● **Short task**
Look for "Thank you for the photograph. Please indicate the painted" in the listing below, then copy exactly the line it appears in and all lines after it to the end, and nothing more.

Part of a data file

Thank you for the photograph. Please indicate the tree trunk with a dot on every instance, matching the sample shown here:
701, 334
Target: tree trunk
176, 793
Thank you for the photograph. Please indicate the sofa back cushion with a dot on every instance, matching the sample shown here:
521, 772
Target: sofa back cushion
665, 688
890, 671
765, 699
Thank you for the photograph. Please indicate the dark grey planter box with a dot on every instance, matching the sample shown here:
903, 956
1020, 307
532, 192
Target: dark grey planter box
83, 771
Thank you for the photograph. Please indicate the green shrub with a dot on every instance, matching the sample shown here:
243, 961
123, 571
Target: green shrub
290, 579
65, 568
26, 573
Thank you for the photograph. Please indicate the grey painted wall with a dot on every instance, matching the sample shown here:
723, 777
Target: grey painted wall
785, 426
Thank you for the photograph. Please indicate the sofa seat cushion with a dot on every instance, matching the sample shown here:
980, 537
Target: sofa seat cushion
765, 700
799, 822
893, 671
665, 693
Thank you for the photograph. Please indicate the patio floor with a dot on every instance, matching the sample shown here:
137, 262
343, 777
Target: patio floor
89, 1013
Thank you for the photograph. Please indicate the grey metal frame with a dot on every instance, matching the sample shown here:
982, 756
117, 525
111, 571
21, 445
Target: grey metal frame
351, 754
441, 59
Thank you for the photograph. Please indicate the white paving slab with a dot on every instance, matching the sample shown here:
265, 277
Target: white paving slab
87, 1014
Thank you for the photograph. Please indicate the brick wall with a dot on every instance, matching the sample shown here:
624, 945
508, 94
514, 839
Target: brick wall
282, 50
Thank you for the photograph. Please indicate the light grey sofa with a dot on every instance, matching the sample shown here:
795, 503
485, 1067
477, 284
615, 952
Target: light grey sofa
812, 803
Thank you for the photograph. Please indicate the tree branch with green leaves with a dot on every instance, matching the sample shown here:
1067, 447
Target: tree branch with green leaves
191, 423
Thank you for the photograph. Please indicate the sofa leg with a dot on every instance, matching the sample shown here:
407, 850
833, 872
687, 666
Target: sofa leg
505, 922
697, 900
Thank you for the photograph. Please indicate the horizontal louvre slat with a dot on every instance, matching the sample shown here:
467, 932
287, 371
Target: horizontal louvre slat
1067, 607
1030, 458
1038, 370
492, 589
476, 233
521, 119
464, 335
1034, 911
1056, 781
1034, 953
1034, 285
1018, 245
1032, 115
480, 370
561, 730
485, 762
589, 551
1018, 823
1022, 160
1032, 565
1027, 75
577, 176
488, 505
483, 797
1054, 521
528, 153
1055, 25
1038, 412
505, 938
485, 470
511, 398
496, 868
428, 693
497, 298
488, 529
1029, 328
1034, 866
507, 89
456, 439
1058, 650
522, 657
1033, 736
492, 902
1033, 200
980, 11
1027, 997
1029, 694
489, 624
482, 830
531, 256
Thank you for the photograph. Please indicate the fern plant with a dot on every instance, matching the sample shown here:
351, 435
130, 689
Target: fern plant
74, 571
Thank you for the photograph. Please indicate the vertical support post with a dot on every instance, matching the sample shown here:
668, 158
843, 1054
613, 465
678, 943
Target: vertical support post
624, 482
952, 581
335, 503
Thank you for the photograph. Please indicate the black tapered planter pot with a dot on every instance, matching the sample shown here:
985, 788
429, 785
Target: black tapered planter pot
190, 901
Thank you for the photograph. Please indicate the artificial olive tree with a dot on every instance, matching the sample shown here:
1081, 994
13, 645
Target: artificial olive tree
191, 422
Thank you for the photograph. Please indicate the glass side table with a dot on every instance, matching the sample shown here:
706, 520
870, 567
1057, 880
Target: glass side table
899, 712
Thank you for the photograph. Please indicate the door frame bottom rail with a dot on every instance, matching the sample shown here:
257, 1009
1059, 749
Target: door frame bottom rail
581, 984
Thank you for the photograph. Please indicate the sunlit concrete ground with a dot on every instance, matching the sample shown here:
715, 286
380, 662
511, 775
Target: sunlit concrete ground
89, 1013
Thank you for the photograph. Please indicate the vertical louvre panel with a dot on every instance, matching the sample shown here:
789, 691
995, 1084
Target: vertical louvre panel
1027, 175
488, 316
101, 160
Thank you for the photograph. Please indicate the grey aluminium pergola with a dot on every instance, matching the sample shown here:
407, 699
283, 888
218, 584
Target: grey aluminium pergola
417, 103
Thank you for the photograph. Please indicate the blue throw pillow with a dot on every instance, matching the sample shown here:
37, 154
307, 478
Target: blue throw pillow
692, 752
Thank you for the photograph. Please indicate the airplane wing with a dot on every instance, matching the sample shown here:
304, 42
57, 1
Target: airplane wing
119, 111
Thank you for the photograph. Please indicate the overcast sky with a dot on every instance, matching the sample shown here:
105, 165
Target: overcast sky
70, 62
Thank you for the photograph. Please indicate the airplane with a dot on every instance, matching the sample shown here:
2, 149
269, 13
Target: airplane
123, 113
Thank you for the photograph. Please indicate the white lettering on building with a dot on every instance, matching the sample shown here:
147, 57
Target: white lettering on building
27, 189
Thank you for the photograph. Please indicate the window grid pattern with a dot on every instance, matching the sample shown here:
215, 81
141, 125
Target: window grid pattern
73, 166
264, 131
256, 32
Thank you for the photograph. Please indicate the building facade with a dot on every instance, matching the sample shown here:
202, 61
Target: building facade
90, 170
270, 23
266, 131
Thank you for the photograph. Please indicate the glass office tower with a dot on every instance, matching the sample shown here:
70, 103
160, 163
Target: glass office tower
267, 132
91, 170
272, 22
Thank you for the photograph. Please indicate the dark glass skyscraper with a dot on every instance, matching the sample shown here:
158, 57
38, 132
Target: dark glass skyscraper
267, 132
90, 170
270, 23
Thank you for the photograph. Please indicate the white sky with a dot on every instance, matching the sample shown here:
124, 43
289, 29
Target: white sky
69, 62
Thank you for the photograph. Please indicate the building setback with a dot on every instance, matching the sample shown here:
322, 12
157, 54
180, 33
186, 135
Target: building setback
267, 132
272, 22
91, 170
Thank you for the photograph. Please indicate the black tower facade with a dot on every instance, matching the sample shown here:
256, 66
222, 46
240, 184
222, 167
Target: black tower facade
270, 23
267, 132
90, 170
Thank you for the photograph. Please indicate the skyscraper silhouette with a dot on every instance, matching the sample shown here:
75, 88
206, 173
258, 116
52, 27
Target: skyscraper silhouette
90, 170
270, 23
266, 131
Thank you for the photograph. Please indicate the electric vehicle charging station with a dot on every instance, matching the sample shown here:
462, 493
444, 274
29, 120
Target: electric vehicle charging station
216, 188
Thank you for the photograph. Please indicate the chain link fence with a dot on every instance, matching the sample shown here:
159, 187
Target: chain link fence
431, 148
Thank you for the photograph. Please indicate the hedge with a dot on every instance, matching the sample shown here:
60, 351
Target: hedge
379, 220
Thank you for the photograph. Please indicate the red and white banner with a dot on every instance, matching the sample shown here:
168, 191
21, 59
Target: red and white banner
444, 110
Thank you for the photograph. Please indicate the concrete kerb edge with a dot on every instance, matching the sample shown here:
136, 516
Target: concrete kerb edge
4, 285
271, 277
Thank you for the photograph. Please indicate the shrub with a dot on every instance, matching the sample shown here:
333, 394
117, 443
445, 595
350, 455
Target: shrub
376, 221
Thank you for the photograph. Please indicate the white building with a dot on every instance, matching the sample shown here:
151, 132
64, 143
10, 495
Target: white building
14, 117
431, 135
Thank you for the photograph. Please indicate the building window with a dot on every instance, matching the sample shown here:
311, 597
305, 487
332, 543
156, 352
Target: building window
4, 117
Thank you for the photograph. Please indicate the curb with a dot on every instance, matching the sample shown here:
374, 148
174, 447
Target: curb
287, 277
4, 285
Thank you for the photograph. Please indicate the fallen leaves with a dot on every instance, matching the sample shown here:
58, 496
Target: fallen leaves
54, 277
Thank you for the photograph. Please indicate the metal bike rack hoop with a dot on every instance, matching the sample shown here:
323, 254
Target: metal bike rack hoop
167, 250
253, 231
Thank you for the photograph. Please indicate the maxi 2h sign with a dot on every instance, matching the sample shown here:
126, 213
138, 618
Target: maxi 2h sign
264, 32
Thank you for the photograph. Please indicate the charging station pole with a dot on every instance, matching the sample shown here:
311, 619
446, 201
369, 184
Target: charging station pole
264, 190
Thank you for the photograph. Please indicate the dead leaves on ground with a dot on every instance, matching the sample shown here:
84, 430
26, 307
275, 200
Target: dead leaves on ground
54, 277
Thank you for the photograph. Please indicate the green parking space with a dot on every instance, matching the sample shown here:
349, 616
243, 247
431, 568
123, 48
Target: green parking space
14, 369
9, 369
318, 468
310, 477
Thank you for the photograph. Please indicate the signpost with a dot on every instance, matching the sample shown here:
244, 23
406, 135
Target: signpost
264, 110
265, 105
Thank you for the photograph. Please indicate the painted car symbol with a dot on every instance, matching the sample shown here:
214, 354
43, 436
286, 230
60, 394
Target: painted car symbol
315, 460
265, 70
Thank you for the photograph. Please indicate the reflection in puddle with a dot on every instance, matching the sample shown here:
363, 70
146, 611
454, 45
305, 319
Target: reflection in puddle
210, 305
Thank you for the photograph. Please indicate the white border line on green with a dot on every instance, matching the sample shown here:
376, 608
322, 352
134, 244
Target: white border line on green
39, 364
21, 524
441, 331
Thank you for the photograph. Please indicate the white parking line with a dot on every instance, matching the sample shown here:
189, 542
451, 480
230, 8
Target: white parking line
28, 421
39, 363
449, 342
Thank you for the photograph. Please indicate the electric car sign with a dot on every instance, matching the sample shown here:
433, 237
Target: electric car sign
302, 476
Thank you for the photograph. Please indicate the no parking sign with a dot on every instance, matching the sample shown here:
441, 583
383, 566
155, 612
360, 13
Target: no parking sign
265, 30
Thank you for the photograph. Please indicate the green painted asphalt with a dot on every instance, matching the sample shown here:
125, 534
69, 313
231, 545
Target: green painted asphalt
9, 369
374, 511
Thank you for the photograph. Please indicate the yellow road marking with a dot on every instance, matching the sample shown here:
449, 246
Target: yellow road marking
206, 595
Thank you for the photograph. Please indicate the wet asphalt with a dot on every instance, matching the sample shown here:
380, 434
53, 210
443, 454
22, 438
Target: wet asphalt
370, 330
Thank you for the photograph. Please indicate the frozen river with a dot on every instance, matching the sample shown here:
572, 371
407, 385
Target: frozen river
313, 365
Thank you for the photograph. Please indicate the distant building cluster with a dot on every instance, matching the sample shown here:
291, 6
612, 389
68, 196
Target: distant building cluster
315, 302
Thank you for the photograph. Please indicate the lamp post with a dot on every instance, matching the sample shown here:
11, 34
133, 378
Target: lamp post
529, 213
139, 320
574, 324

● **Solution to this problem**
Thank you for the photograph. Please indicate the painted car symbol with a dot on every instance, matching the sample shown here:
214, 354
43, 436
286, 230
60, 394
Target: painted car symbol
315, 460
265, 70
Thank you for the photograph. Please indicate the reflection in puddle with a dot on every instance, matching the sample shown here:
363, 70
146, 611
454, 45
305, 319
Target: reflection in puddle
210, 305
Thank you for the photograph. Please indicate the white border line on green with a dot on every instance, matching the sample shown here:
376, 608
322, 352
134, 244
Target: white border line on green
39, 364
21, 524
441, 331
Thank you for the photograph. Please indicate the white parking line with a dot on every instance, matching the sample shown here:
189, 542
451, 480
230, 8
Target: white parking line
28, 421
39, 363
449, 342
Thank you for the photograph. Please indicate the electric car sign with a dot on every instance, matching the sample shown here:
433, 237
Target: electric car sign
302, 476
Thank you for the photograph. Please indicate the no parking sign with a dot on every instance, matching the sample shown here:
441, 583
383, 566
155, 612
360, 13
Target: no parking sign
265, 30
Thank you for the photograph. Please indicate the green painted asphalt with a dot on every instance, matching the sample shown here:
125, 534
69, 313
231, 545
Target: green painted asphalt
9, 369
374, 511
Thank you for the photograph. Please indicate the yellow road marking with a dot on every instance, matching the sample shown here:
449, 246
Target: yellow road marking
206, 595
Thank you for the photograph. Please indicate the wet asphalt with a dot on every instance, matching the sample shown here:
380, 434
53, 210
443, 454
22, 438
Target: wet asphalt
370, 330
Thank you for the photograph. Please indicate the frozen river with a dot on every instance, matching the sample shown here:
572, 371
407, 385
Target: frozen river
313, 365
Thank you for the photograph. Please indicate the distant building cluster with a dot on every instance, matching the sample shown here:
291, 6
612, 389
68, 196
Target: distant building cluster
315, 302
Thank you for the photograph. Please indicate the lamp post with a dot on every instance, matching the sample shown here:
11, 34
133, 378
Target: lamp post
529, 213
139, 320
574, 324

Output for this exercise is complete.